▽

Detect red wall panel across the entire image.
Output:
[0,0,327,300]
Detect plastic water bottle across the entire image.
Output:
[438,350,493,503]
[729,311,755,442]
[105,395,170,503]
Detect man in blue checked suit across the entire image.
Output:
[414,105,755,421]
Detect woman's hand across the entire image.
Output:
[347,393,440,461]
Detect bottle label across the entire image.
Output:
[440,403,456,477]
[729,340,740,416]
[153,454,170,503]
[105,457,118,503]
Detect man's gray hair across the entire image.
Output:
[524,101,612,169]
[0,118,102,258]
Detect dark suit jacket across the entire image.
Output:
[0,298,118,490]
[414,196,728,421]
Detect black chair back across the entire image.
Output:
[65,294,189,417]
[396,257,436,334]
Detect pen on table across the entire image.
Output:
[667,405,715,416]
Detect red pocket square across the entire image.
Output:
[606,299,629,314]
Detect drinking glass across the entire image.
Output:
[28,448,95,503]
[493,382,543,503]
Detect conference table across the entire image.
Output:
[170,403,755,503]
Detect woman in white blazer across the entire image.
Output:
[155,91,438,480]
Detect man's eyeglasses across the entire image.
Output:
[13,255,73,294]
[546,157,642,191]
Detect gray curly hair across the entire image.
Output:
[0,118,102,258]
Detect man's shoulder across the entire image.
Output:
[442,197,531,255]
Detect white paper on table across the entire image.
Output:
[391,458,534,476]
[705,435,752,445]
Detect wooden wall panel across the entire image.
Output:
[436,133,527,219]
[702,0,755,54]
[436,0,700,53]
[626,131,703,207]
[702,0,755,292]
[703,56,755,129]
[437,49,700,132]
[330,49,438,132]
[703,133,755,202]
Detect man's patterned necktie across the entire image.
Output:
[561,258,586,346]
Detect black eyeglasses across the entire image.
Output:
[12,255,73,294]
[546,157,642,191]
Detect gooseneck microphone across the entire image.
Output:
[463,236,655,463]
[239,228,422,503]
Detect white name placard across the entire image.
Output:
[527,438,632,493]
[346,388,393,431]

△

▶ **TASK STATEMENT**: Reproduce the material above from its first line through the line holding "[347,393,440,461]", inclusive, copying each line without any change.

▶ **TASK OUTPUT**:
Detect red wall panel across the entire image.
Output:
[0,0,327,300]
Detect plastic water bottle across the entire image.
Output:
[438,350,493,503]
[729,311,755,442]
[105,395,170,503]
Detect man in blue checked suit across the entire image.
Output:
[414,105,755,421]
Detect woman's hand across the entire image.
Output:
[347,393,440,461]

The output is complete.